◆ WHAT IS EXPECTED
A word-for-word copy of the lines from the one holding "Target: black basketball jersey" through the final line of the records below is the only output asked for.

◆ SOURCE DATA
• • •

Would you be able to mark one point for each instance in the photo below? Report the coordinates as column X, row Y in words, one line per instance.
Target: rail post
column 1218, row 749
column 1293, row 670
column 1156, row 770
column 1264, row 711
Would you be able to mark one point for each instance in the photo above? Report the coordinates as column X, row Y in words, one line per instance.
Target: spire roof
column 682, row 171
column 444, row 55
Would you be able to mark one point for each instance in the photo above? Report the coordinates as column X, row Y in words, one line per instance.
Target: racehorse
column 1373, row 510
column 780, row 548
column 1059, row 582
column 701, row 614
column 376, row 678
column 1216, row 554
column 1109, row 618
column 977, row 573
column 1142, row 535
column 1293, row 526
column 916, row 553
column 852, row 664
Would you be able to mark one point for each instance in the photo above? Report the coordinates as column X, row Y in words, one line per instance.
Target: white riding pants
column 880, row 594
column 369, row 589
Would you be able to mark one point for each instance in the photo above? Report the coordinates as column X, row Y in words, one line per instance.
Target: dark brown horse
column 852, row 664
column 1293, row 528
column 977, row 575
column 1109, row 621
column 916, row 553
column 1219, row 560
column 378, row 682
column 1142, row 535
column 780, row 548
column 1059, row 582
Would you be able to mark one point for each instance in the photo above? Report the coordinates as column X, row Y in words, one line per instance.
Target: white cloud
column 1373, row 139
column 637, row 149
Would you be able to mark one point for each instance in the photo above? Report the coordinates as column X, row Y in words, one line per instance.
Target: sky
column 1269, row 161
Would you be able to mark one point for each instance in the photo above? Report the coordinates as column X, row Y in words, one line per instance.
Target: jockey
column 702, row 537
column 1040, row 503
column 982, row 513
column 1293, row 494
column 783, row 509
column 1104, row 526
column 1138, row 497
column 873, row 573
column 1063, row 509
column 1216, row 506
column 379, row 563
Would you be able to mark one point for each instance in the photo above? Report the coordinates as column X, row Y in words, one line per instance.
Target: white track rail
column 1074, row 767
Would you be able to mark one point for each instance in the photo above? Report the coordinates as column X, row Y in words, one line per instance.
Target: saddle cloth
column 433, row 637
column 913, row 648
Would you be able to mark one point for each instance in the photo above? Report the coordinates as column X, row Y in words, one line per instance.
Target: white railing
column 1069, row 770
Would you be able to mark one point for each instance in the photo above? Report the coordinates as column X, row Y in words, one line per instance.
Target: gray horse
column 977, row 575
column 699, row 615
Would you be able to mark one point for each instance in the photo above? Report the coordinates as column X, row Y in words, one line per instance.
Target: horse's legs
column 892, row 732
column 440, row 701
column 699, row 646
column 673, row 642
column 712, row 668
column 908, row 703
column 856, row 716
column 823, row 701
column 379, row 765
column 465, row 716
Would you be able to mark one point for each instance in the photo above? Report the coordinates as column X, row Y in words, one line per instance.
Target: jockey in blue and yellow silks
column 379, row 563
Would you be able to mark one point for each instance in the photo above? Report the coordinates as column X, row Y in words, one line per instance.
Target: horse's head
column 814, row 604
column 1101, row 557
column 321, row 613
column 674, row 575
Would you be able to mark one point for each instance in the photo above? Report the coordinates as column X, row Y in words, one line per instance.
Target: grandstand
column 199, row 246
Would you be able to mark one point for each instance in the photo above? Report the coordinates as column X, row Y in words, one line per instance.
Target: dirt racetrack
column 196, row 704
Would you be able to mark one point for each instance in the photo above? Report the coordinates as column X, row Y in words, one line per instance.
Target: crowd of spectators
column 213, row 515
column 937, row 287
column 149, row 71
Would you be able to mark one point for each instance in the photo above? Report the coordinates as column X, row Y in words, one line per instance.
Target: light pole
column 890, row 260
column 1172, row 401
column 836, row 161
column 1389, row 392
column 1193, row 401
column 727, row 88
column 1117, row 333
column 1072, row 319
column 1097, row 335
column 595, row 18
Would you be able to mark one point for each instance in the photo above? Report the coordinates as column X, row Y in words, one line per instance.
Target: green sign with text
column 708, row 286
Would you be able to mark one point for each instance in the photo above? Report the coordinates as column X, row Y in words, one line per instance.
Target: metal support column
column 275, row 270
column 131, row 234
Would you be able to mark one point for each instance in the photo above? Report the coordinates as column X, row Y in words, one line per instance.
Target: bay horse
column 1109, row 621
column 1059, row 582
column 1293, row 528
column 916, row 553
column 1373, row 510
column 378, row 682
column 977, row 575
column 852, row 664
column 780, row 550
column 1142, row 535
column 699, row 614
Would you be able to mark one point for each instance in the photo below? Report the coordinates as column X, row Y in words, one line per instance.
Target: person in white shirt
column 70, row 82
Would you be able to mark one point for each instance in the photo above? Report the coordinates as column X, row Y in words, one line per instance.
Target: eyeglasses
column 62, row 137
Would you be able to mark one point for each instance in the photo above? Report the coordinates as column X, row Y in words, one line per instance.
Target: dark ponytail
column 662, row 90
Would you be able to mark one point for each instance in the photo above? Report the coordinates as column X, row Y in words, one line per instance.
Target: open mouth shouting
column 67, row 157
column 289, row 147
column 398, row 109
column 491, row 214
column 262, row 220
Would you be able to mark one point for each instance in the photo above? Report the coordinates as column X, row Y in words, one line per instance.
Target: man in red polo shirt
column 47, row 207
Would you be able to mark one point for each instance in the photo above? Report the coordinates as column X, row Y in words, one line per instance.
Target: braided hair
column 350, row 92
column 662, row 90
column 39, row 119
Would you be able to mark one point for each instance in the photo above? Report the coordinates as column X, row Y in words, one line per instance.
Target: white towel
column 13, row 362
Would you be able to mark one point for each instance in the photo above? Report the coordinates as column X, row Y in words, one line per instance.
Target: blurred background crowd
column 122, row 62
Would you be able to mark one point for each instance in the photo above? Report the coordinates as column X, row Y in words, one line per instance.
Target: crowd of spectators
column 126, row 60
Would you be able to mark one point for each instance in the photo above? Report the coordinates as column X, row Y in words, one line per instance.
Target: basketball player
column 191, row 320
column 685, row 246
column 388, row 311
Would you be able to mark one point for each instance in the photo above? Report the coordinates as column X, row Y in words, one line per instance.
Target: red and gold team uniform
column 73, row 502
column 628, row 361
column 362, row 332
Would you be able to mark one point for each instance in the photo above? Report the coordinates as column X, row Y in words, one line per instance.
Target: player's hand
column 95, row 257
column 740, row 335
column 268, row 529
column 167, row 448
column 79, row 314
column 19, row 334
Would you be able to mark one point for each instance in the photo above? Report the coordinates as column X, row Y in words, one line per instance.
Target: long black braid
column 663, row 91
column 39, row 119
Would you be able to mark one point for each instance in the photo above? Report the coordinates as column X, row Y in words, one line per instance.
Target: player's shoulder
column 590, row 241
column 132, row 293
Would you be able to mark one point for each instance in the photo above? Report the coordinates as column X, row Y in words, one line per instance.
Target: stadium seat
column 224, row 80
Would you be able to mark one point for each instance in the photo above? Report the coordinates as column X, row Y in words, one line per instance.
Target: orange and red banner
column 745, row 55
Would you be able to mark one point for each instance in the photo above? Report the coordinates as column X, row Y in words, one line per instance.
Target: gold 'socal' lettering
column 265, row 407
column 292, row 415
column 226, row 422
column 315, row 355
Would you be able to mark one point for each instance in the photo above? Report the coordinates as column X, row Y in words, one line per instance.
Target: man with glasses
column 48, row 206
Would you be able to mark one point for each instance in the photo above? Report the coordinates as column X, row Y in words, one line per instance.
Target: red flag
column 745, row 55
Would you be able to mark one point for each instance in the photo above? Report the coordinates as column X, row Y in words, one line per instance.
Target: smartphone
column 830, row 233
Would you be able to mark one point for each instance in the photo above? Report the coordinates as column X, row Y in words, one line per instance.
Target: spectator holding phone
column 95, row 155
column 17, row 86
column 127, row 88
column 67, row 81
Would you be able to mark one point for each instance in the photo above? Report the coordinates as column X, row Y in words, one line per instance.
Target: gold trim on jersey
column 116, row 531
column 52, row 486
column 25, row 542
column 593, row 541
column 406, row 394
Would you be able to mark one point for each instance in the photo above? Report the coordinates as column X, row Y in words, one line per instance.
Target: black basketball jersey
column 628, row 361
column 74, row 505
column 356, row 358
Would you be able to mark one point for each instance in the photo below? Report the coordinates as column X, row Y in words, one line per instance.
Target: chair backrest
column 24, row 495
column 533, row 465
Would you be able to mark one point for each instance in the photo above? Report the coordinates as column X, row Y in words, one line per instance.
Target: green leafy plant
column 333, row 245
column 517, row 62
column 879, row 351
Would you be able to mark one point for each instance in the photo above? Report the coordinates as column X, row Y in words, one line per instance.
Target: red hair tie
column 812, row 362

• • •

◆ ANSWER BOX
Target: black basketball jersey
column 628, row 361
column 74, row 505
column 356, row 358
Would you be able to mark one point for each instance in the photo below? Report the coordinates as column X, row Y in words, one line per instance.
Target: chair backrest
column 24, row 495
column 533, row 465
Would you be able to mark one point for each instance in the photo above? Report the coordinates as column X, row Y in words, one line per instance.
Target: green leafy plant
column 333, row 245
column 517, row 62
column 879, row 351
Would you be able to mark one point for each instance in the photo above? Report the coordinates as column X, row Y in words, one line per instance.
Target: red hair tie
column 812, row 362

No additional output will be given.